Objective
Extract the entries in their exact form.

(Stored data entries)
⟨
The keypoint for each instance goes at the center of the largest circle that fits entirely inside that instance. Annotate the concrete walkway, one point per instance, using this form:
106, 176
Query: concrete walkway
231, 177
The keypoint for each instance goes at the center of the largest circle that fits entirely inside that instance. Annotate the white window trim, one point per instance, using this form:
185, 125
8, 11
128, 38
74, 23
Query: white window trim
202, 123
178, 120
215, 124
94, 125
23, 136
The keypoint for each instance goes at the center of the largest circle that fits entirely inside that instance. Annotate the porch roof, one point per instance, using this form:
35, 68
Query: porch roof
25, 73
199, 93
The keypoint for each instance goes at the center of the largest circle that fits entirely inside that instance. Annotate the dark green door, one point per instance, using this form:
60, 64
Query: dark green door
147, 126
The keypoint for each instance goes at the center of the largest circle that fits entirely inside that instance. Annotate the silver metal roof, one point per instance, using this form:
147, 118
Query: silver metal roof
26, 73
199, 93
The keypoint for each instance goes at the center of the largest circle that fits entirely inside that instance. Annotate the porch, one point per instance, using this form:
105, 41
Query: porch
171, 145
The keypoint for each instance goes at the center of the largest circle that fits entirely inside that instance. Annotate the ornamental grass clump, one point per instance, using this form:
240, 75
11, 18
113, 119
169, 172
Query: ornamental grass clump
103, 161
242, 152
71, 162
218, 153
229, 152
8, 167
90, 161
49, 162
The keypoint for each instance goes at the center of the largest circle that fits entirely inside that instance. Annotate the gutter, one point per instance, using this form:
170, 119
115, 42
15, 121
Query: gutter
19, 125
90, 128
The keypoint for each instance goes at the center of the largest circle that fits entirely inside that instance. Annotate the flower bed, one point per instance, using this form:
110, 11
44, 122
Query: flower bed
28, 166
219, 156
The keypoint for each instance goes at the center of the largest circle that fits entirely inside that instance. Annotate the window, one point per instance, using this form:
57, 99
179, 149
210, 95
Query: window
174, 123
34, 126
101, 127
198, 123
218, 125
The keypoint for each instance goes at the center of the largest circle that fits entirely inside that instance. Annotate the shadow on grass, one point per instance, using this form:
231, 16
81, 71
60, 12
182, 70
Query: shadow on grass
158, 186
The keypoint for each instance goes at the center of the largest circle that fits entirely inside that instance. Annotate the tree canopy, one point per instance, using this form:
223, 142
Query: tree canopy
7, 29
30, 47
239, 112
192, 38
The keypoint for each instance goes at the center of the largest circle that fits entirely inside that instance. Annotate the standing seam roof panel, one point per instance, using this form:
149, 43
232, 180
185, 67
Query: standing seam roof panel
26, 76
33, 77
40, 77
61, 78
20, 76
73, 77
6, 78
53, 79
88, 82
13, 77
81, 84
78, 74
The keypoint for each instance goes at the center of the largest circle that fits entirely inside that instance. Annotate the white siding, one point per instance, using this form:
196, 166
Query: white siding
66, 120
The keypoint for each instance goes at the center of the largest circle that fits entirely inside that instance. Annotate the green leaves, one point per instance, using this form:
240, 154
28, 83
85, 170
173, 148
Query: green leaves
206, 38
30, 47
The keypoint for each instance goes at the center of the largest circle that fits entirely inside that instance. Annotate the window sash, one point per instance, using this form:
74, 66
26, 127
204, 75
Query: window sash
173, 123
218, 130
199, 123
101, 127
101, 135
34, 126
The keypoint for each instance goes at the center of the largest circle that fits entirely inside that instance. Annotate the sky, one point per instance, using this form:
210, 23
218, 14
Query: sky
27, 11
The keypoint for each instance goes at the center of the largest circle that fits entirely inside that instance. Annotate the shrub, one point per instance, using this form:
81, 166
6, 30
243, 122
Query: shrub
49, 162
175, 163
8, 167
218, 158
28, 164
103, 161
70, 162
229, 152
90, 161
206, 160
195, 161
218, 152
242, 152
⟩
Solution
The keypoint for each instance goes at the center of the largest circle that fits entirely inside that instance. Annotate the concrete walkway, one point per instance, using this form:
106, 176
Query: concrete walkway
231, 177
The keypoint for each instance goes at the center of the largest circle that fits entirely inside that instance. Annotate the white window trim, one point per instance, using this form:
185, 125
8, 11
128, 38
74, 23
Query: white window trim
202, 123
178, 120
215, 124
94, 125
23, 136
The keypoint for each instance goes at the center of the largest circle that fits entirely inside that instance. Annotate the porch roof, one point per instance, using this form:
35, 68
Query: porch roof
25, 73
199, 93
The keypoint for each instance goes at the center of the largest circle that fits entirely inside that instance. Annotate the dark green door, one point per instance, using this form:
60, 64
Query: dark green door
147, 126
The keypoint for each instance goes at the center of the largest circle that fits entirely inside that instance. Annotate the silver metal roof, one point per instance, using this form:
147, 118
Query: silver metal roof
26, 73
199, 93
The keypoint for each instance goes at the center of the largest circle that fits entirely inside that instance. Annotate the porch, one point per instance, using this form:
105, 41
Query: porch
171, 145
The keypoint for each instance goes at the center of the largest circle that fits entirely inside that instance. Annotate the ornamental grass clump, one point per instance, using this form:
240, 75
11, 18
113, 119
169, 172
Query: ornamental grass clump
103, 161
242, 152
71, 162
218, 153
229, 152
8, 167
90, 161
49, 162
The keypoint for each instance goes at the center of the largest circle that fits entirely inside that instance. Annotate the gutter, one point per instance, using this form:
170, 119
115, 42
15, 121
Query: gutter
19, 125
90, 128
The keypoint for each instance goes at the center of the largest circle that fits entirely inside that instance. Annotate the flower bed, one point per instance, using this form:
110, 11
44, 122
Query: flower bed
28, 166
219, 156
The keypoint for each instance goes at the center of the largest circle that fits entirely inside that instance. Annotate the window, one point per instance, using this form:
57, 99
179, 149
210, 95
Query: window
174, 123
34, 126
101, 127
198, 123
218, 125
The keypoint for each instance goes at the center of the largest circle that fits entirely inside that instance. Annotate the shadow on grass, one point per instance, using this form:
231, 16
81, 71
60, 12
182, 70
Query: shadow on grass
158, 186
The keypoint for each instance goes at the center of the largest circle that fits entirely inside that instance. Annotate the tree canopy, one point per instance, using this form:
223, 142
Query: tree canopy
7, 29
30, 47
239, 112
192, 38
The keypoint for each instance goes at the center of the largest circle that fits entirely inside that instance. Annotate the standing seam roof panel, one point per instance, using this form:
149, 43
232, 180
185, 67
Query: standing seam roof panel
26, 76
33, 77
40, 77
61, 78
20, 76
73, 77
6, 78
53, 79
88, 82
13, 77
81, 84
78, 74
The keypoint for each instance goes at the center of the largest circle that fits entirely inside that instance. Annotate the white siding, one point per instance, using this form:
196, 166
Query: white siding
66, 120
The keypoint for each instance goes at the center of the largest circle that fits entirely inside that instance. Annotate the green leaves, one point per instance, using this form:
240, 154
28, 83
85, 170
173, 148
Query: green leaves
206, 38
30, 47
The keypoint for each instance goes at the center of the largest circle that fits entirely inside that instance. Annotate the window sash, one point per instance, using this form:
74, 66
26, 127
204, 75
Query: window sash
173, 123
218, 130
199, 123
101, 127
101, 135
34, 126
The keypoint for each instance goes at the center of the largest circle that fits entirely inside that instance. Annotate the sky, one point per instance, using this form:
210, 23
218, 14
Query: sky
27, 11
The keypoint for each instance goes at the center of the largest circle that fits entirely inside that instance. Annotate the shrub, one point per instance, using this form:
81, 166
6, 30
243, 122
Query: shrub
49, 162
175, 163
8, 167
218, 158
28, 164
103, 161
70, 162
229, 152
90, 161
206, 160
195, 161
218, 152
242, 152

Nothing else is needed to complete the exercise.